____ AVAILABLE DATA

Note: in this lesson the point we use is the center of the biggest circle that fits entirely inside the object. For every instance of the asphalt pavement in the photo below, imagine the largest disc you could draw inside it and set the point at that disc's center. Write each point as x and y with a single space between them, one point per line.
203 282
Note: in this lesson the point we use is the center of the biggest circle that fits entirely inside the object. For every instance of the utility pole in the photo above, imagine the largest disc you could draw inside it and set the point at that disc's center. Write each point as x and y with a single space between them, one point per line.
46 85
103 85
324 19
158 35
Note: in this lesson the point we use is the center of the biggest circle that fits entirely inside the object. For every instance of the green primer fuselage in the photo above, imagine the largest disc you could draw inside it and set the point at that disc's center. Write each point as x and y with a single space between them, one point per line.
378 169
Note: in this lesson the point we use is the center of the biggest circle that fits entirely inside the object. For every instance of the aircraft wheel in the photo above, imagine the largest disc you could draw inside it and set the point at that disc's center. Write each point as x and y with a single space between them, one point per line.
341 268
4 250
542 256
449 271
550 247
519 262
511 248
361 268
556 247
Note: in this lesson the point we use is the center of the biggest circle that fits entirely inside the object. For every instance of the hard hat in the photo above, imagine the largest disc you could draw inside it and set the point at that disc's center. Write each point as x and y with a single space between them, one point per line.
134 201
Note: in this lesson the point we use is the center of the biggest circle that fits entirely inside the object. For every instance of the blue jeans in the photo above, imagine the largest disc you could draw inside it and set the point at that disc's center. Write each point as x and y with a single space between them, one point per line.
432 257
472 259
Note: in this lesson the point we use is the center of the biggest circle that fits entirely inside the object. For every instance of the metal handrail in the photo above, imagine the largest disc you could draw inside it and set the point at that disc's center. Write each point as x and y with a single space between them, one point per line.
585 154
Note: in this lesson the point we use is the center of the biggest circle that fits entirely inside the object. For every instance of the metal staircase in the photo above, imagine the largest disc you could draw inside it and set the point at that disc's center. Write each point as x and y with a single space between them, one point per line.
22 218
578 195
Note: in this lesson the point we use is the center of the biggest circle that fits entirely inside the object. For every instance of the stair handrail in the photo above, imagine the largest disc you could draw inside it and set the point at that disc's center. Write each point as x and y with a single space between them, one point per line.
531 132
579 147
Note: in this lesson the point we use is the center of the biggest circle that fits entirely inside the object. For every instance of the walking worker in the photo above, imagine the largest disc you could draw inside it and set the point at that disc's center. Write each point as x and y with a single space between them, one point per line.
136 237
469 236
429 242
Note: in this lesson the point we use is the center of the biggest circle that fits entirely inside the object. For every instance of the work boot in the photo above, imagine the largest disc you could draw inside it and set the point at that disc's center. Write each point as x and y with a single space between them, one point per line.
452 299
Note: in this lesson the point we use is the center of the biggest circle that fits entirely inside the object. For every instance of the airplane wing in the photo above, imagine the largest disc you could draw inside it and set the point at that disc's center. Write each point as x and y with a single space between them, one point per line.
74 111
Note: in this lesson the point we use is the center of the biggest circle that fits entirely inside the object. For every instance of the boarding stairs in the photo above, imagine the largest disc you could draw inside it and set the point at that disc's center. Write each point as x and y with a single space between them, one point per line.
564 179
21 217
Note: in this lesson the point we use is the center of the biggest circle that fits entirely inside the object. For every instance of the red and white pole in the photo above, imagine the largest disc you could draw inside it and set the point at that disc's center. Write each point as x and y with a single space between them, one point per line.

________

◆ **WHAT TO PRODUCE**
Set down the material exactly, keeping every line.

◆ **RESPONSE AREA**
Note: in this lesson the point we use is the center of the biggest circle that fits entirely inside the object. For every instance of the asphalt pavement in the photo below, imagine the largest disc you could draw inside it and set the point at that disc's center. Write each point as x and y with a single space between them, one point per line.
203 282
Note: in this lesson the point we use is the center of the biggest circle that fits entirely inside the object. For every instance of the utility pole in the photo above, imagine the largest disc you could draw inside it and set the point at that disc's center. Write each point as x and y with a single space between them, one point per line.
46 85
103 85
324 19
158 35
Note: in this lesson the point we use is the center of the biggest circle that fits entirely inside the object. For every instance of the green primer fuselage in the photo above, imagine the largest disc you could draw inside it and set the point at that disc's center. Write each point as x and y with a single space between them, one point per line.
378 169
Note: in this lesson the point we use is the center of the biggest circle that fits entirely inside the object. For every instance of the aircraft wheel in the photo above, imagine the largest disc you could draw inside it and set the point at that disc's center. Write each point as x and y with a single space between them, one point per line.
341 268
4 250
542 256
449 271
550 247
519 262
511 248
361 268
556 247
Note: in this lesson the point we use is the center of the biggest circle that fits entirely inside the object. For every instance of the hard hat in the photo above, imagine the largest disc you could draw inside it and set the point at that disc's center. Write each point as x and y with a single space between them, one point per line.
134 201
Note: in this lesson the point we use is the center of the biggest circle that fits entirely inside the object. For every instance of the blue jeans in the photo above, imagine the largest disc you could draw inside it and set the point at that disc's center. Write each point as x and y with a single space between them, one point per line.
432 257
472 259
Note: in this lesson the point we use is the center of the biggest circle that fits entirely inside the object. For every instance of the metal handrail in the photo above, imagine the largest disc you could draw inside it and set the point at that disc's center. Write each point as x and y with a single space between them, one point per line.
585 154
Note: in this lesson the point we use is the center of the biggest circle that fits entirely inside the object. For every instance of the metal staircase in the photo above, imagine the largest disc you could draw inside it and set the point at that disc's center. Write each point as x and y with a single space between them, one point per line.
22 218
578 195
Note: in this lesson the point we use is the center of the biggest circle that fits entirely inside the object. For every instance of the stair handrail in the photo above, imagine the largest disc you could draw inside it and set the point at that disc's center. Write each point as x and y with a single space between them, one point per line.
531 132
579 147
Note: in this lesson the point we use is the center of the biggest circle that fits entirely inside the object. For every instance of the walking worker in the photo above, imagine the largest disc you could draw inside it and set the point at that disc's center. Write each point as x and y with a single space between them, one point per line.
136 237
469 236
429 242
Note: in this lesson the point we use is the center of the biggest circle that fits entirely inside the object. For every instance of the work boot in the photo above, imagine the largest disc you could draw inside it and set the point at that disc's center. Write each point as x and y with a single space between them, one point per line.
452 299
Note: in this lesson the point we use is the center of the biggest circle that fits entirely inside the object. For every instance of the airplane wing in the photo above, imagine the largest disc you could draw inside it and set the point at that disc's center. Write each point as x and y with a single space between them, one point per line.
74 111
Note: in this lesson the point we use is the center of the biggest circle that fits entirely inside the object. For every instance of the boarding stairs in the photo above, imagine the largest disc you could draw inside it and set the point at that disc's center. Write each point as x and y with a single space between them, one point per line.
564 179
21 217
Note: in this lesson the point we use is the center of the biggest circle that fits entirely inside the object. For every instance of the red and white pole in the photo above, imagine the largest disc you could draw inside it and set the point at that disc's center. Write each point as x and y with a single space between them, one point per line.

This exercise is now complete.